» ARTICLE:
By SHARON EBERSON
“Be careful what you wish for” is one hard lesson among many in Into the Woods. Happily-ever-afters are elusive is another. However, happily for anyone who has wished that Pittsburgh CLO would retake that journey into the woods and bring new audiences along for the magical, musical ride, well, some wishes do come true.
Choosing a path Into the Woods can be fraught with challenges on the one hand, and filled with creative possibilities on the other, all in the service of an intricately woven James Lapine book and precise, tongue-twisting lyrics by that master of musical misdirection, Stephen Sondheim.

Patti Murin and Manu Narayan, as The Baker and The Baker’s Wife, are confronted by Carolee Carmello as The Witch in the Pittsburgh CLO production
of Into the Woods at the Benedum Center. (Images courtesy of Pittsburgh CLO)
It’s a beast of a multilayered show, and it can be beautiful, even tuneful for a Sondheim score. Featuring familiar characters in reinventions of their often dark and deadly original stories, Into the Woods comprises a long list of parables, notably about the consequences of both indecision and reckless action, but especially about parental responsibility and legacy.
The refrain “children will listen” has multiple meanings in a plot that includes a Witch who locks her kidnapped child in a tower, to keep her safe from the outside world.
The genius of Into the Woods is that nothing is what it seems, everything is open to interpretation and there is a chance you can see the forest for the trees.
This is a show that includes wisdom such as “The slotted spoon can’t hold much soup, but it can catch the potato.” If done right, it is both meaningful and hilarious.
And Pittsburgh CLO does it right.
Fourteen years after a celebrated CLO production of Into the Woods, the company has added to its storied history of showcasing this magical, moving, funny beast of musical, with an adorable cow and two charming princes among the highlights in a cornucopia of talent and stagecraft.
If you didn’t make it to New York to see the Tony-nominated revival last season, you can still boast that you saw CLO’s 2023 Into the Woods, through Sunday at the Benedum Center. The production features Broadway stars, Broadway-worthy Pittsburgh talent and welcome newcomers, including one moooo-comer. (Sorry not sorry.)

Before we get back to Milky White, impressive new voices for CLO include soprano Kyla Stone’s as Cinderella (Stone starred in the Anastasia national tour) and Jordan Tyson’s brassy Little Red Riding Hood – both perhaps not as familiar as some who dot this stacked cast list, but who should leave you running to your programs to learn their names.
Those two are among a large list of central characters on different journeys to self-discovery. There are the childless Baker and Baker’s Wife – Delmont native Manu Narayan, returning to CLO after 20 years as a Broadway veteran, and the incomparable Patti Murin, best-known for Broadway’s Frozen. The unhappy couple are thrown into a mad quest when The Witch nextdoor – three-time Tony nominee Carolee Carmello – bursts into their home to reveal how a past indiscretion by The Baker’s father led to:
1) The Witch taking The Baker’s sister, Rapunzel (siren-voiced Pittsburgh native Alyssa Gianetti), as her own.

» RECORDED INFORMATION:
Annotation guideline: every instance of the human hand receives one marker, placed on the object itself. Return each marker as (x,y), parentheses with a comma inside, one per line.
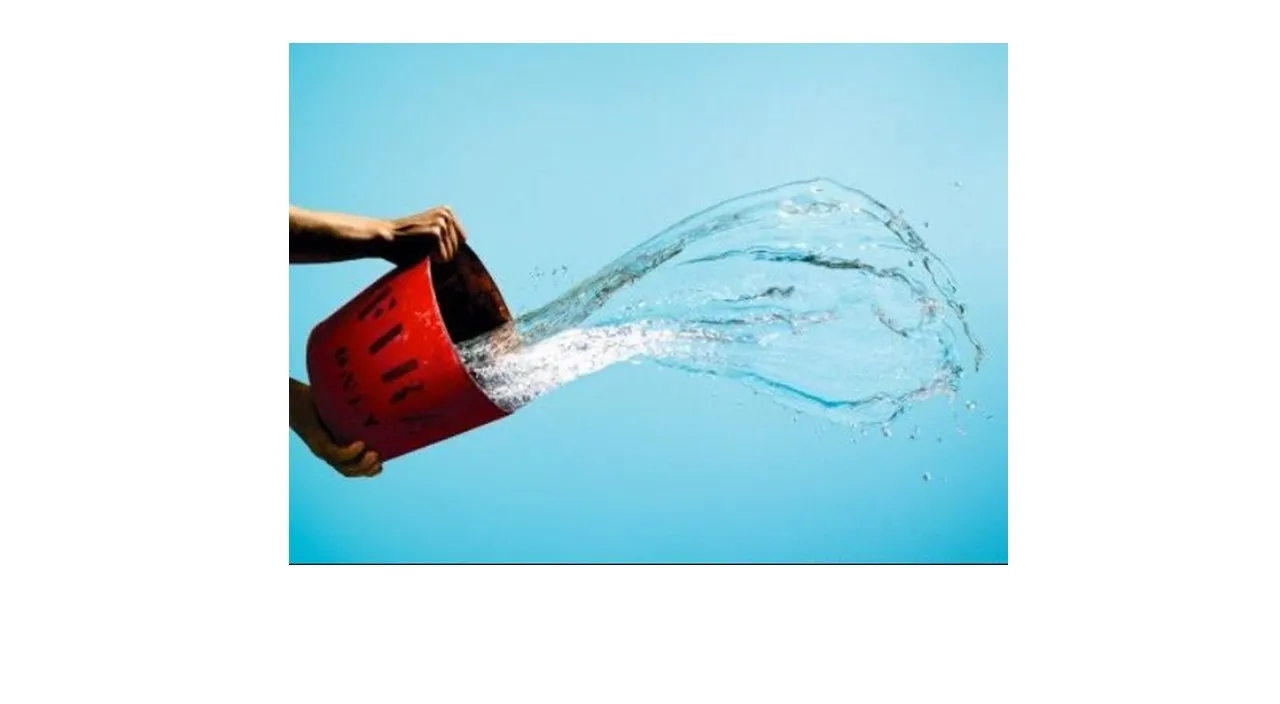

» THE PROBLEM:
Answer these questions about the Into the Woods review:
(a) How many years after its earlier celebrated production did Pittsburgh CLO stage Into the Woods again?
(b) Who plays Cinderella in the production?
(c) In which venue is the 2023 production running?

» RESPONSE TO THIS TASK:
(a) Fourteen years.
(b) Kyla Stone.
(c) The Benedum Center.